When I first started to read up on homeschool pedagogy, I read Charlotte Mason’s volumes and fell in love. Mason believed children naturally absorb truth, beauty, and wisdom when exposed to great works of art and literature, rather than through heavy-handed instruction. Instead of dissecting and analyzing too early, children should simply spend time with these works, developing their own relationship with them.
In the context of art, while they take art classes to work on their own expression, instead of teaching art appreciation as a boring academic subject, I should allow them to grow in a relationship with the great artists of history. I want them to know their histories, be exposed to their work, and get to know them by their technique.
Since they were toddlers, we’ve been going to art museums. My mother dragged me through art museums as a kid, and I despised it. I always consider “How can I do it, but better?” in every parenting department, and art appreciation has been no different.
The first answer is simple: We don’t spend more than two hours inside. The trick with all parenting in the early years is not to get to the breaking point; leave the party before your kid has a meltdown, and leave the art museum before your kid gets bored.
The second is to go in with a purpose: Are we going to see a particular artist, time period, or geographic region?
This year, we’ve been studying Rembrandt in our homeschool. I found terrific biographies on Purple House Press of artists, which taught us the history of their lives while intertwining images of their art and explanations of how their techniques changed over time.
Yesterday, we visited the National Gallery of Art (only 45 minutes from home) to see some of Rembrandt's paintings. We recalled the sad story of his wife Saskia’s death and visited her portrait. We visited his paintings of windmills and remembered how he would walk through Amsterdam after Saskia’s death, depressed and sketching windmills to ease his sadness.
All five kids were excited to be there and see a canvas that Rembrandt himself touched and painted — the sixth was merely along for the ride.

• **Problem details**
Retype the part of the homeschool art essay above word for word, starting with "This year, we’ve" and going on through "changed over time.".

• **Recorded information**

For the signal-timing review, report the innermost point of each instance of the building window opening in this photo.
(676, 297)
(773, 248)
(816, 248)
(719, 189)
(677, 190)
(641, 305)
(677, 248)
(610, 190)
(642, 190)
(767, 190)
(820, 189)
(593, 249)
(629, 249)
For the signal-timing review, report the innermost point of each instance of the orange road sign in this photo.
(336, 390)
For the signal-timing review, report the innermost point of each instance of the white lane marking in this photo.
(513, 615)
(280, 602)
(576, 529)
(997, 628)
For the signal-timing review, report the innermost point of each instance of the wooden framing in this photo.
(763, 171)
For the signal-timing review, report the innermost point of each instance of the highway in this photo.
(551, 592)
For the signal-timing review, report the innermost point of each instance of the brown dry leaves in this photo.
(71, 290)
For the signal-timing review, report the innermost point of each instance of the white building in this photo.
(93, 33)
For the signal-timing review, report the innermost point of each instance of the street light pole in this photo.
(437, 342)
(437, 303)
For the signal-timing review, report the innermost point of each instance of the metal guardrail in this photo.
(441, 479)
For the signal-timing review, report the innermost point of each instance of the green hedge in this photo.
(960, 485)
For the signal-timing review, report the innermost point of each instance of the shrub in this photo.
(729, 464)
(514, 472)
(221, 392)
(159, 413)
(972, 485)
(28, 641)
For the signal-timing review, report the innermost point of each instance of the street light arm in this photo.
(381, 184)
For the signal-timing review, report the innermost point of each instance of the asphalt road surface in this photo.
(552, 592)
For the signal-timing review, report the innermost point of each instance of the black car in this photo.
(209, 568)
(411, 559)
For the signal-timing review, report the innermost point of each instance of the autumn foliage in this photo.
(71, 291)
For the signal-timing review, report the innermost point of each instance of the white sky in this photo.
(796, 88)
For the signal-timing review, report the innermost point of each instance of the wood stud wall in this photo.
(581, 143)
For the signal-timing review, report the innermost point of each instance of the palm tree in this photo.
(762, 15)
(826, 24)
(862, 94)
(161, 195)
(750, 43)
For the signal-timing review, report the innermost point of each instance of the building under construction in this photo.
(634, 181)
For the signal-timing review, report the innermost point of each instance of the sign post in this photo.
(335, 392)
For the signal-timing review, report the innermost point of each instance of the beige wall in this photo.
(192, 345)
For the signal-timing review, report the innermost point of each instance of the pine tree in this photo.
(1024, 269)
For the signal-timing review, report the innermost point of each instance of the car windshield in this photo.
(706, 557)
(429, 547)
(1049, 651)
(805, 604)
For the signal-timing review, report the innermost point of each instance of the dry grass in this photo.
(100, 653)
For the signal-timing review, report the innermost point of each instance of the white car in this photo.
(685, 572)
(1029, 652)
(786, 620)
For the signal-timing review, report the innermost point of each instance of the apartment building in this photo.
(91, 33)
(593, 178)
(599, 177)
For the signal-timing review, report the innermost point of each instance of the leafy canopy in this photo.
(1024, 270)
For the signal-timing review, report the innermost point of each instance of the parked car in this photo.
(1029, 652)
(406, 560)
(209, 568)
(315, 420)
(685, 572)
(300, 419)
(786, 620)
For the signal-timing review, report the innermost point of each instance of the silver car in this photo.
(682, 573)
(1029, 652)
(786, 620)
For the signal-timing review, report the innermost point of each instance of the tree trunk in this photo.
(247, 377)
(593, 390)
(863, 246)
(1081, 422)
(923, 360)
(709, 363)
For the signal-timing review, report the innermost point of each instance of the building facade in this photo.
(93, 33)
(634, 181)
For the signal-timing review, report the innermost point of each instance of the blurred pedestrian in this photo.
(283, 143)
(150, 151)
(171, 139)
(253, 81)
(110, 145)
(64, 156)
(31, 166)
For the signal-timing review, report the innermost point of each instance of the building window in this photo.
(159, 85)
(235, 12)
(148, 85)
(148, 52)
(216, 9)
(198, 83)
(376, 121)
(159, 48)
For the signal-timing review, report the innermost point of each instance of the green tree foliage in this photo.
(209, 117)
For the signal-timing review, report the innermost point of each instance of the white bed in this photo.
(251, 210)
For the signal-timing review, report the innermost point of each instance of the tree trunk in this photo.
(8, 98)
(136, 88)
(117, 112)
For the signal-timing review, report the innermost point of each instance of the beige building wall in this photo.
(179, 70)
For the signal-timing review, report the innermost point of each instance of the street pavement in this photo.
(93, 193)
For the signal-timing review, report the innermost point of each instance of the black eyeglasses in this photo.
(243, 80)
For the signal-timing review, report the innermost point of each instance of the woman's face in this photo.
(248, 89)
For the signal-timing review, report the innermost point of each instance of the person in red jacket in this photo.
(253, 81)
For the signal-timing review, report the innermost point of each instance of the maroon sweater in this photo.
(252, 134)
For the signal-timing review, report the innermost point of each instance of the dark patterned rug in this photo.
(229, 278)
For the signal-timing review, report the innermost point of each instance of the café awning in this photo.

• **Answer for this exercise**
This year, we’ve been studying Rembrandt in our homeschool. I found terrific biographies on Purple House Press of artists, which taught us the history of their lives while intertwining images of their art and explanations of how their techniques changed over time.